▶ **Text excerpt**
*****

I think Tom Moran's videos are also pretty good.
https://m.youtube.com/user/Bigpappawap

Reactions: Like 1 | Agree 9


----------



## gobey (Jul 31, 2016)

EulersK said:


> B. emilia - one of the most beautiful species out there. Good choice
> 
> I finally got the camera and microphone skills down. My early videos are pretty rough around the edges, but the latest one is finally looking decent. I'm in the process of editing the next one right now!


Yes that's my favorite Brachypelma. Not that I have had many other than a lot of albopilosums and this surprise vagans. But looks alone and research done I wanted an emilia above all others.

It is literally top of my wishlist... 

The only others really left are P. muticus... And then P. subfuscas.

I however want to raise my 2 P. regalis' to adulthood first and maybe even let them live their lifespans out before getting more pokies. I want to kind of chill out on getting more OW species. I have enough. And I'm trying to limit the collection to around a dozen anyway. I'm rather busy. Not that they take up much time or space. But I like the number I have. I had 16 at one point and that was starting to get to be more of a task then just relaxation. Although most were tiny slings.

Thanks for the recommendations!!!!


----------



## EulersK (Jul 31, 2016)

gobey said:


> Yes that's my favorite Brachypelma. Not that I have had many other than a lot of albopilosums and this surprise vagans. But looks alone and research done I wanted an emilia above all others.
> 
> It is literally top of my wishlist...
> 
> ...


My AF B. emilia literally takes less maintenance than my houseplants. I'm not exaggerating at all. These spiders are the definition of a pet rock, which is a reason I love them!

Yeah, slings are _way_ more work than adults. I'm not looking forward to dealing with my (possible) two sacs...

Reactions: Like 1


----------



## Abyss (Jul 31, 2016)

EulersK said:


> My AF B. emilia literally takes less maintenance than my houseplants. I'm not exaggerating at all. These spiders are the definition of a pet rock, which is a reason I love them!
> 
> Yeah, slings are _way_ more work than adults. I'm not looking forward to dealing with my (possible) two sacs...


Well you can always just mail a few B. emilia slings my way if it becomes too troublesome for ya lol

Reactions: Like 2 | Agree 1 | Funny 1


----------



## viper69 (Jul 31, 2016)

gobey said:


> misinfortmative... That's not a word is it?


It isn't. I've never seen a word spelled like that 

EulersK vids are pretty good.

I own an AF B. emilia, beautiful IMO, you cannot go wrong.

The other 2 I would recommend if you cannot get one, is B. albiceps and B. klaasi.

Reactions: Like 1 | Agree 1


----------



## viper69 (Jul 31, 2016)

Hellblazer said:


> I think Tom Moran's videos are also pretty good.
> https://m.youtube.com/user/Bigpappawap


Some of his vids are good, some have misinformation.

Reactions: Agree 1


----------



## Chris LXXIX (Jul 31, 2016)

*****

Pointing dataset excerpts:
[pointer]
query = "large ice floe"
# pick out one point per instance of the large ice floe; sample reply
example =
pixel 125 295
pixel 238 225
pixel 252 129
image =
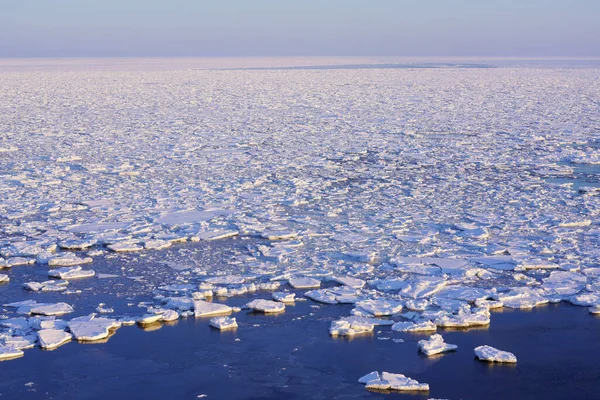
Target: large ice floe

*****

▶ **Challenge A**
Translate this sentence from the tarantula forum thread into Spanish: "My AF B. emilia literally takes less maintenance than my houseplants."
▶ **Challenge B**
Reproduce the tarantula forum thread from "I however want" up to and including "were tiny slings.".

▶ **Task output A**
Mi B. emilia AF literalmente necesita menos mantenimiento que mis plantas de interior.

▶ **Task output B**
I however want to raise my 2 P. regalis' to adulthood first and maybe even let them live their lifespans out before getting more pokies. I want to kind of chill out on getting more OW species. I have enough. And I'm trying to limit the collection to around a dozen anyway. I'm rather busy. Not that they take up much time or space. But I like the number I have. I had 16 at one point and that was starting to get to be more of a task then just relaxation. Although most were tiny slings.